Required work →
Every line with "outline" in it must be copied from the data.

Source records:
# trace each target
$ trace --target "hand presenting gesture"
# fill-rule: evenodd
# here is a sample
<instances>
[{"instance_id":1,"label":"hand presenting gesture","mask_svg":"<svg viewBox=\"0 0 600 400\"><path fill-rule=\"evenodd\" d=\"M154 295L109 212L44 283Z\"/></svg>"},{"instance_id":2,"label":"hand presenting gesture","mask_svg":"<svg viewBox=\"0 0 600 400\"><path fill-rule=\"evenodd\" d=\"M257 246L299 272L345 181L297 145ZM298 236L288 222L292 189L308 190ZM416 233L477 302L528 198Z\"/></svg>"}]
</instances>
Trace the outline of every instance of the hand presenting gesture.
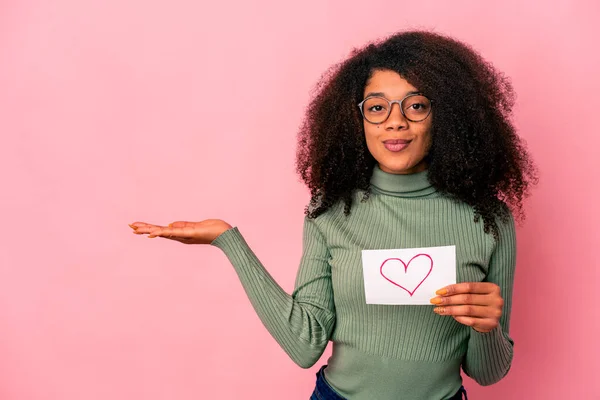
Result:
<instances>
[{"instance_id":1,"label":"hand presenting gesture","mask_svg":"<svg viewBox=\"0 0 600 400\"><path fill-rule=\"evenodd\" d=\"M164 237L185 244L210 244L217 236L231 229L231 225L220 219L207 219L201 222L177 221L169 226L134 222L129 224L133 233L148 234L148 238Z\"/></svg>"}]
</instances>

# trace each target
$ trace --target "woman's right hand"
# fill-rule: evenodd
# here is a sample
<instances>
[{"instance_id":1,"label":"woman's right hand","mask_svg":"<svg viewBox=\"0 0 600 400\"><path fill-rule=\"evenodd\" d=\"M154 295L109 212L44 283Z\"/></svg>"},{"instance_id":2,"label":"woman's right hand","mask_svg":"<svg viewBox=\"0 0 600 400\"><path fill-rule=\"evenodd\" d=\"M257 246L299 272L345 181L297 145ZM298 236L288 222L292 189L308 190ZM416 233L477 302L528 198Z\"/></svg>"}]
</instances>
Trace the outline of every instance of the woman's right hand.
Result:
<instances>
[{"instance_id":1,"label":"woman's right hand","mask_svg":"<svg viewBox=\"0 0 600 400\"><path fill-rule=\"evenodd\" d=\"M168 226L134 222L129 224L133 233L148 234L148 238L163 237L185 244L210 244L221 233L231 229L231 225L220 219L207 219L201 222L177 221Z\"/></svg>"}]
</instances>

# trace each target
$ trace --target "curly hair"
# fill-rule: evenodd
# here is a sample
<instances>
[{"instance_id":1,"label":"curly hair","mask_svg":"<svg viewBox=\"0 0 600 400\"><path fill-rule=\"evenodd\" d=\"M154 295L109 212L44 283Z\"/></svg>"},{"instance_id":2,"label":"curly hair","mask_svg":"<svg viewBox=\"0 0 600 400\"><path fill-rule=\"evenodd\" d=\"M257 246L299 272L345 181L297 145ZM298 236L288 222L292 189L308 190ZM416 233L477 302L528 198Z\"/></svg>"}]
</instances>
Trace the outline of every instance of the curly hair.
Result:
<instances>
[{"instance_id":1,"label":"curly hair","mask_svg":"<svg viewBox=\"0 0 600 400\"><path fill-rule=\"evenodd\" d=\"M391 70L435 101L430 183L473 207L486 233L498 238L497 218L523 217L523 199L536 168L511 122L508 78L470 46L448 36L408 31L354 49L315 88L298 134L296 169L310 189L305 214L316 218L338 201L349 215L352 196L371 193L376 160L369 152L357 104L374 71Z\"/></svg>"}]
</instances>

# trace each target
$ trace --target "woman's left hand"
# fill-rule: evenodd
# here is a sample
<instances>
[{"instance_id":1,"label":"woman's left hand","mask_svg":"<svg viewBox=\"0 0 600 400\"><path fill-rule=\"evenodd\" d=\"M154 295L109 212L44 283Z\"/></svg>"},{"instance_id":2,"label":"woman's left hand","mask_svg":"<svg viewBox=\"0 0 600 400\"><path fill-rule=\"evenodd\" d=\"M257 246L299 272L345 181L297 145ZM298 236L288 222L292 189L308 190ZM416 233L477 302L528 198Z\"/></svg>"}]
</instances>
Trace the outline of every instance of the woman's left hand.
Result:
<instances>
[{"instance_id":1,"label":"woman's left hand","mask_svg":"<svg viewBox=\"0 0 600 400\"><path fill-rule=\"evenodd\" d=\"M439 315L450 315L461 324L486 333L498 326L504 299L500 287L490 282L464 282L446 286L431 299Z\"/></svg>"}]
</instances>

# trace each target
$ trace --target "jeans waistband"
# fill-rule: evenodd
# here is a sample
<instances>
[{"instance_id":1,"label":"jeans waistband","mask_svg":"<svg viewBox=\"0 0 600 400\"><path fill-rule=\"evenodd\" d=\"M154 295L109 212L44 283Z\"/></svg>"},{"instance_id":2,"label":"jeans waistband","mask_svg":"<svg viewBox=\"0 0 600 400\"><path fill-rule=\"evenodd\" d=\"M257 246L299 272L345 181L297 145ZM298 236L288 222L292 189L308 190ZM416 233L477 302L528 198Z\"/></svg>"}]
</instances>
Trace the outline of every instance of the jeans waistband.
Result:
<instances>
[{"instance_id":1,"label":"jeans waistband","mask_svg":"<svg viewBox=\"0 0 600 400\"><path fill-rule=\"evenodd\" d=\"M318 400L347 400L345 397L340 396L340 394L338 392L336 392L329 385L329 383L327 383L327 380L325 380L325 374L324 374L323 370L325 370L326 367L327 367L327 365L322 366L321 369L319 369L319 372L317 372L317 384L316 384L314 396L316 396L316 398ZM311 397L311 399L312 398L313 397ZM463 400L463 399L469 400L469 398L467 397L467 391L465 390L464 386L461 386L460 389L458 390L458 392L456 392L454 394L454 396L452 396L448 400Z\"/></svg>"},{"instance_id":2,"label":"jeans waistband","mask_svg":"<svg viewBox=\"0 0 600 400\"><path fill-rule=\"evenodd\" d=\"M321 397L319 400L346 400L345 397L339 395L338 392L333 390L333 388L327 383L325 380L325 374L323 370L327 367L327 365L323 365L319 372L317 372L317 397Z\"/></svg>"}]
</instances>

---

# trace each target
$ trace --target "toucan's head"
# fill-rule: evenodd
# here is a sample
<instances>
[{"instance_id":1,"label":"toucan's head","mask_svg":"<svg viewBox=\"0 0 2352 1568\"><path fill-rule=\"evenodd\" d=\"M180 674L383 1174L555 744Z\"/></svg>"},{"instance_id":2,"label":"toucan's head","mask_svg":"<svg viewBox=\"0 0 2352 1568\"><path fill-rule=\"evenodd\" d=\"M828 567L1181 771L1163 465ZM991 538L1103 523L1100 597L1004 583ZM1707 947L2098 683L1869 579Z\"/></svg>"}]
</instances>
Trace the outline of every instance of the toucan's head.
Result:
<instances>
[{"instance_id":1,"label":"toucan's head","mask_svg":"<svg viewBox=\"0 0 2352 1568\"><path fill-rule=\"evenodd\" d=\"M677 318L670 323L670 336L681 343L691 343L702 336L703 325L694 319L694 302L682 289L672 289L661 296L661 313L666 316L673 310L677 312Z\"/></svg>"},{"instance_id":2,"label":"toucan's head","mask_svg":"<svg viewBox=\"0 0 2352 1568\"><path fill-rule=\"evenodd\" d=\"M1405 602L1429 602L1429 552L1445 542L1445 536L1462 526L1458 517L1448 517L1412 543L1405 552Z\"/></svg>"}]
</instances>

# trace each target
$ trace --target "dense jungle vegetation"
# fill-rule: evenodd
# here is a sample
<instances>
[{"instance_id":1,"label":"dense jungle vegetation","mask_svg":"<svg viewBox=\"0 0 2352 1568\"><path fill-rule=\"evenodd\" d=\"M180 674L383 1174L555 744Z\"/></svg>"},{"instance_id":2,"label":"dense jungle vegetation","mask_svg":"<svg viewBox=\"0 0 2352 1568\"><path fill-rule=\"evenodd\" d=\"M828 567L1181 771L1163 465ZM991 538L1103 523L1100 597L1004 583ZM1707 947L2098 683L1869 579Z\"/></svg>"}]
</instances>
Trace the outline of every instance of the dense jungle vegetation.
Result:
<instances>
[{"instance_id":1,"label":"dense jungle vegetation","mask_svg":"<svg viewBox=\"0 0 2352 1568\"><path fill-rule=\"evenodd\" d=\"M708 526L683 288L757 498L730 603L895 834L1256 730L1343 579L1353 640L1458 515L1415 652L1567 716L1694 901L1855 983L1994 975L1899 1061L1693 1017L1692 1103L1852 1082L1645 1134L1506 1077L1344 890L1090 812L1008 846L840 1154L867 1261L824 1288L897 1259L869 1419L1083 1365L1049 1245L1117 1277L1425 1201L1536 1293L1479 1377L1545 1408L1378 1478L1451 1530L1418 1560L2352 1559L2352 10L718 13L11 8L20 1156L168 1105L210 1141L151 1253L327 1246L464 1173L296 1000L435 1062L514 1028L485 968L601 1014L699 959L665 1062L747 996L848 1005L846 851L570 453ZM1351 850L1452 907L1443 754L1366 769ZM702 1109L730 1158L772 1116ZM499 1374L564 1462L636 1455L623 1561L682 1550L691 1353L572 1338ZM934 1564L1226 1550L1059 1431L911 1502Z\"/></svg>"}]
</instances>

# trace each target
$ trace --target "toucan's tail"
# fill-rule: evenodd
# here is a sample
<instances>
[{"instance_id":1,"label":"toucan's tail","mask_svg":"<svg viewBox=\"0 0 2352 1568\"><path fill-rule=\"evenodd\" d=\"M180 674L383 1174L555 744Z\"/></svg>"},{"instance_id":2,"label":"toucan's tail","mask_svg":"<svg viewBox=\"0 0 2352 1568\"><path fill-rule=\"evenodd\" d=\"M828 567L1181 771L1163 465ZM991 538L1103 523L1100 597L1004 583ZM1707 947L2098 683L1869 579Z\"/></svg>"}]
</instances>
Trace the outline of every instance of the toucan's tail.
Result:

Your solution →
Trace the outline of every instance of the hand presenting gesture.
Trace the outline of every instance of the woman's right hand.
Trace the outline of every instance of the curly hair.
Trace the outline of every instance of the woman's left hand.
Trace the outline of every instance of the jeans waistband.
Trace the outline of every instance of the toucan's head.
Trace the outline of every instance of the dense jungle vegetation.
Trace the outline of every instance of the toucan's tail.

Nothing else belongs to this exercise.